One number is the whole answer: the tally of lines in the records that include the word "beach".
##### Supplied entries #####
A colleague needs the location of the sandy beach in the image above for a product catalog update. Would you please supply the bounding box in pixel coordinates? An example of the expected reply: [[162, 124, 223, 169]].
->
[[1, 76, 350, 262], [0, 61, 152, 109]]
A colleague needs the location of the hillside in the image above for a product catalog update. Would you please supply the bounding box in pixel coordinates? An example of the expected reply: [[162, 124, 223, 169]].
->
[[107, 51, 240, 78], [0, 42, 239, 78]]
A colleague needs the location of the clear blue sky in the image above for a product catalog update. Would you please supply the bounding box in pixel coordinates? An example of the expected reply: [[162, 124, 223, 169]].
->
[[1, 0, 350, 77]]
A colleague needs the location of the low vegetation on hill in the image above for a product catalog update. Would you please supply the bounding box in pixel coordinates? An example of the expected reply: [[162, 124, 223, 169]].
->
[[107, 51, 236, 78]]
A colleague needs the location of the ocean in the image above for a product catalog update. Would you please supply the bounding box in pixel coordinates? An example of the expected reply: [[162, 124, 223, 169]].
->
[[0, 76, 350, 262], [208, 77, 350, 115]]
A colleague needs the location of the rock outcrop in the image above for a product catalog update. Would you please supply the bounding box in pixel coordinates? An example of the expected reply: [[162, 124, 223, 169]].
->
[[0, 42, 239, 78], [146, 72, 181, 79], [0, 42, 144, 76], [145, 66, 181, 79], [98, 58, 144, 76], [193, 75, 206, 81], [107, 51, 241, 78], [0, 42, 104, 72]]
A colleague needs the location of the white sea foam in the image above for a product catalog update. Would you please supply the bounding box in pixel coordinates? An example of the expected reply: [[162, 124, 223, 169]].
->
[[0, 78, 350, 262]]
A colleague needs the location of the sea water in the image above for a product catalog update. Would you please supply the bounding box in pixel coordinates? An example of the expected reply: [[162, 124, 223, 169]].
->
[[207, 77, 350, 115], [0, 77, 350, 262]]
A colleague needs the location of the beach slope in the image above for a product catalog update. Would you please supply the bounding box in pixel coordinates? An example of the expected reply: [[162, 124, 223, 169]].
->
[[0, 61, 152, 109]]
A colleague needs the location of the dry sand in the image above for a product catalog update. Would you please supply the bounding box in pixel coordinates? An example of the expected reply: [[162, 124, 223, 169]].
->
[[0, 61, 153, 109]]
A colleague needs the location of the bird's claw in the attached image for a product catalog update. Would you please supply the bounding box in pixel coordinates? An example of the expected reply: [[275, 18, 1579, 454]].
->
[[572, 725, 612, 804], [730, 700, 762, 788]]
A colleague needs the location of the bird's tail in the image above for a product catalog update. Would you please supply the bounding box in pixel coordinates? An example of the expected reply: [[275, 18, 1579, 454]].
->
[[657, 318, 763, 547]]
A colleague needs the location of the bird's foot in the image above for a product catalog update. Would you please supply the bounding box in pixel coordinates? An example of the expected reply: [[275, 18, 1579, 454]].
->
#####
Finished exercise
2